### WHAT NEEDS TO BE DONE
Lay out the listing below as a JSON list of strings, taking the stretch from its first line through the line containing "x=121, y=76" and giving one string per line with blank lines left out.

╔══

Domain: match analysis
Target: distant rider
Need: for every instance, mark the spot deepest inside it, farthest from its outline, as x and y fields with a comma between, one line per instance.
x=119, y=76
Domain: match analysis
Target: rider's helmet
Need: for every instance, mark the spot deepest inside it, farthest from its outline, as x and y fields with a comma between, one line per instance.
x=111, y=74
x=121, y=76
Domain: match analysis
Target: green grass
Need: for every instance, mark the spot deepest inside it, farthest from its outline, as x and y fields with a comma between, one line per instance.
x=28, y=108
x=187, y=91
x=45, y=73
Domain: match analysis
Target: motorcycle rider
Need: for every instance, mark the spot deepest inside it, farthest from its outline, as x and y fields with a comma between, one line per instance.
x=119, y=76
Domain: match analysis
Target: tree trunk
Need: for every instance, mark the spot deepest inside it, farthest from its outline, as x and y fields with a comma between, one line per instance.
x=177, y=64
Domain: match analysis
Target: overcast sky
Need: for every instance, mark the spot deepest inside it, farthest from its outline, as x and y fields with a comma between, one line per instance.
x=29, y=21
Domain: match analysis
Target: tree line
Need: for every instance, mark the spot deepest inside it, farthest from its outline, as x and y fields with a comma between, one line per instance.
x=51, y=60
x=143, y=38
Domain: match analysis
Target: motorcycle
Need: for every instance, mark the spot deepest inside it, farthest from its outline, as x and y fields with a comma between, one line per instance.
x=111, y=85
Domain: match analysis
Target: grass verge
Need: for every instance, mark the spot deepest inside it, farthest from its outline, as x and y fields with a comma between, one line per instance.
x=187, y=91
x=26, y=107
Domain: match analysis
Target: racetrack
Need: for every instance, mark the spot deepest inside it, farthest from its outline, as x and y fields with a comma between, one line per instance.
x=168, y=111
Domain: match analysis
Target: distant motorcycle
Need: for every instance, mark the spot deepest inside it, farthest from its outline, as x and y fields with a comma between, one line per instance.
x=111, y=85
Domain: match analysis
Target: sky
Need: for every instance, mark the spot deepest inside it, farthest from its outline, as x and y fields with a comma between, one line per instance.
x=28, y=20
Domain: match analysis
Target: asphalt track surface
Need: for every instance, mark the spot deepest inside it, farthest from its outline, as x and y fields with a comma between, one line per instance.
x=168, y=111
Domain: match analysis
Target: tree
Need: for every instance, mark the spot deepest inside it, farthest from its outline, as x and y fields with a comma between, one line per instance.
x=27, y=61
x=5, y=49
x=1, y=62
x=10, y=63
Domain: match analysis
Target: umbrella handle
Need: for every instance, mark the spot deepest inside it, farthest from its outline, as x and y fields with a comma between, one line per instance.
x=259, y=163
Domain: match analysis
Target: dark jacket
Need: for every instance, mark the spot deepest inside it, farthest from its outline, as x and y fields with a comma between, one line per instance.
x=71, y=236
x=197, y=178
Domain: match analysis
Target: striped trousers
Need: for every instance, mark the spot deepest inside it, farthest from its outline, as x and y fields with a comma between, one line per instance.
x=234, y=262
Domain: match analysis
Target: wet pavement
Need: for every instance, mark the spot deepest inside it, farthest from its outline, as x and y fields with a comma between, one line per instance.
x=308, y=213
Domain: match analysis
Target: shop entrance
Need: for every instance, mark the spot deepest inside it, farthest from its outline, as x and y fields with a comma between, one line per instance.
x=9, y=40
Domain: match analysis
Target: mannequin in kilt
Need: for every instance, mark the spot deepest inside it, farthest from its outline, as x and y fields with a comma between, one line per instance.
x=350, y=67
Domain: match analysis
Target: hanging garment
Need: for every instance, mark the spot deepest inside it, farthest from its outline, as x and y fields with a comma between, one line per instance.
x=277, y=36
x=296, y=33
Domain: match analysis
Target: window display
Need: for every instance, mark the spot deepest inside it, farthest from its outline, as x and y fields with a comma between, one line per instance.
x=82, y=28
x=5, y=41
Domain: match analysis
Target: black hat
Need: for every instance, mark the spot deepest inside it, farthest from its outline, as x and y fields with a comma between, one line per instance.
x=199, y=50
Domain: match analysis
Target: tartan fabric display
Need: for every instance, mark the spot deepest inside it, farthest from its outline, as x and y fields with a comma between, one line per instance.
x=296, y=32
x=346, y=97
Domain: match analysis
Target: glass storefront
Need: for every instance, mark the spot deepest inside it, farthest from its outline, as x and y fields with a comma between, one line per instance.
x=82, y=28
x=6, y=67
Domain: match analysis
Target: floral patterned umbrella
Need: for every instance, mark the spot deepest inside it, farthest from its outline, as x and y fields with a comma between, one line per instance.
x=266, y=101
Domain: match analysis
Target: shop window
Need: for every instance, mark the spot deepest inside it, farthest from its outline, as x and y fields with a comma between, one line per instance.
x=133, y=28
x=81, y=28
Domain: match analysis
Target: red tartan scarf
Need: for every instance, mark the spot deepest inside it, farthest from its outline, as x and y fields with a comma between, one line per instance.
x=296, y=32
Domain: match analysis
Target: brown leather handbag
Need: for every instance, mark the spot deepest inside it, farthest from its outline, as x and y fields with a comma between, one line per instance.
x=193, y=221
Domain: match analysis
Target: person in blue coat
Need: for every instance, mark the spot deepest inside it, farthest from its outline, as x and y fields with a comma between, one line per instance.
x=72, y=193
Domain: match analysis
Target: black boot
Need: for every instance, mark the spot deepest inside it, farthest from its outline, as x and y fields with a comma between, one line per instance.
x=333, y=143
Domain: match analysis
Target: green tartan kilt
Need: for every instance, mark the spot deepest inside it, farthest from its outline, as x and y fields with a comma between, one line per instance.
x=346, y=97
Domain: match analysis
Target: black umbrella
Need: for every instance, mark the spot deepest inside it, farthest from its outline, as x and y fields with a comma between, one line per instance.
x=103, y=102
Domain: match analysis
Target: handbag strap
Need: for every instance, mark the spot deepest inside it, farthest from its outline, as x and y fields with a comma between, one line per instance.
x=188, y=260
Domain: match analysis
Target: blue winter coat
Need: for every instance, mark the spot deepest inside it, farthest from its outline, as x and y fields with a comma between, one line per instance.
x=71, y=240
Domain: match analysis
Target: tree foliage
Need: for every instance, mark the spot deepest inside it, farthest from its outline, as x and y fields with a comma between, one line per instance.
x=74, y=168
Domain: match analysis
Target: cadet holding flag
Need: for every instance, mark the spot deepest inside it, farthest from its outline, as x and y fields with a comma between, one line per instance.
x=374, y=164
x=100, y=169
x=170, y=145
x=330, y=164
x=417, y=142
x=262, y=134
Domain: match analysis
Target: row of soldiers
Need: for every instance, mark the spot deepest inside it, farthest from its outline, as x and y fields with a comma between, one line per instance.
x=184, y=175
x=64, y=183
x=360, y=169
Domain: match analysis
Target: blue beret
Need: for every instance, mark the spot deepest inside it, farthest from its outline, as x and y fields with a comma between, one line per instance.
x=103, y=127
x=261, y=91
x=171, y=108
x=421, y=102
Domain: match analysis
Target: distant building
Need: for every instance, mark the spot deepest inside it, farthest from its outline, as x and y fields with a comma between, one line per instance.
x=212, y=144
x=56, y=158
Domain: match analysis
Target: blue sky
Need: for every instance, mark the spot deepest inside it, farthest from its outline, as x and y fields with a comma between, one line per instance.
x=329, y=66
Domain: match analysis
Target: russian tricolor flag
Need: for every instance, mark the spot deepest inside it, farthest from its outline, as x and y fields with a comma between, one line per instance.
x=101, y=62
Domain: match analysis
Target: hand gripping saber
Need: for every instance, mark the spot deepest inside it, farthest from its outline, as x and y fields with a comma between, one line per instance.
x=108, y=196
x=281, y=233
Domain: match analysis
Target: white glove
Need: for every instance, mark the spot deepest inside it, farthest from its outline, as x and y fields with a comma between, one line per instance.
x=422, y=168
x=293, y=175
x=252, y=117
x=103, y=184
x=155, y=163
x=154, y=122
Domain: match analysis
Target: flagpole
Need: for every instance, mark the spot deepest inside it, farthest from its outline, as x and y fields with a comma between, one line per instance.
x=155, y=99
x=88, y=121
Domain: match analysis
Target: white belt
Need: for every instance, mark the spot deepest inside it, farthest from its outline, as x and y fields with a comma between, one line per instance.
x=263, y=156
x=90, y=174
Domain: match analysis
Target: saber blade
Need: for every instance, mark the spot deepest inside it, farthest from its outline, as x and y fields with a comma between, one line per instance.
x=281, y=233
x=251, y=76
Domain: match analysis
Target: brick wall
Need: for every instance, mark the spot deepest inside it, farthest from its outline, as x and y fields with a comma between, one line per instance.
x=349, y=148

╚══

### TASK SOLUTION
[
  "Domain: match analysis",
  "Target: distant rider",
  "Need: for every instance, mark the spot deepest inside it, farthest from its outline, as x and y fields with a comma between, one line per instance.",
  "x=119, y=76",
  "Domain: match analysis",
  "Target: rider's helmet",
  "Need: for every instance, mark the spot deepest inside it, farthest from its outline, as x and y fields with a comma between, one line per instance.",
  "x=111, y=74",
  "x=121, y=76"
]